--- EXERCISE GOAL ---
Determine how many lines in this listing contain the word "hair" and report that number by itself.

--- RECORDED INFORMATION ---
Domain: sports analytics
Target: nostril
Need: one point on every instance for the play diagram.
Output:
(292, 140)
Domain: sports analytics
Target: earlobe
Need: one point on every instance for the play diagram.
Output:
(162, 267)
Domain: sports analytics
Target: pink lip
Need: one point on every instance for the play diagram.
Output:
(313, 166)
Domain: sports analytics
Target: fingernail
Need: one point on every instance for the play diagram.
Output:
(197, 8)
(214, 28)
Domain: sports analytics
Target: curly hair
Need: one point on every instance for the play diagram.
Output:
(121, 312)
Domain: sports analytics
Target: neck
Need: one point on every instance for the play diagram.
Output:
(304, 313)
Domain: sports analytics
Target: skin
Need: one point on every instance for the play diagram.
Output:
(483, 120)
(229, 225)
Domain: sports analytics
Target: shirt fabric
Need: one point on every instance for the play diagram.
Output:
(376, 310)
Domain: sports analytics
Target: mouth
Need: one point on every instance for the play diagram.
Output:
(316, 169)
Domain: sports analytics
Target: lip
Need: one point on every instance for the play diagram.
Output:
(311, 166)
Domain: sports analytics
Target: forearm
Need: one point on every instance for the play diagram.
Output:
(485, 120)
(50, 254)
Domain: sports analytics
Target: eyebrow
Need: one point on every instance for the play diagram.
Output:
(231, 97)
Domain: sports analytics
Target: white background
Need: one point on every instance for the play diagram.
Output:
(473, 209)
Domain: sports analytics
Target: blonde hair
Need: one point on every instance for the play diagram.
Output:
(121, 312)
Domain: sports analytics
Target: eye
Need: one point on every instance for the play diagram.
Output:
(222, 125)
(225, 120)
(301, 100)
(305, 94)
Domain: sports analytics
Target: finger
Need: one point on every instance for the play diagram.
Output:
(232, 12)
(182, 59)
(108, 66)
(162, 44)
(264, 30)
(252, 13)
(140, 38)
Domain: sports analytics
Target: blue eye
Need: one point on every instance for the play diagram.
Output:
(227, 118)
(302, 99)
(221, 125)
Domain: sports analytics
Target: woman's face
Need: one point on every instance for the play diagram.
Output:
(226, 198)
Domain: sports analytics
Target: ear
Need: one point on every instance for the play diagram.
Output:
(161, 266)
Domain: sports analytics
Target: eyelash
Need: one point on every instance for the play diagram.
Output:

--- OUTPUT OF THE EXERCISE ---
2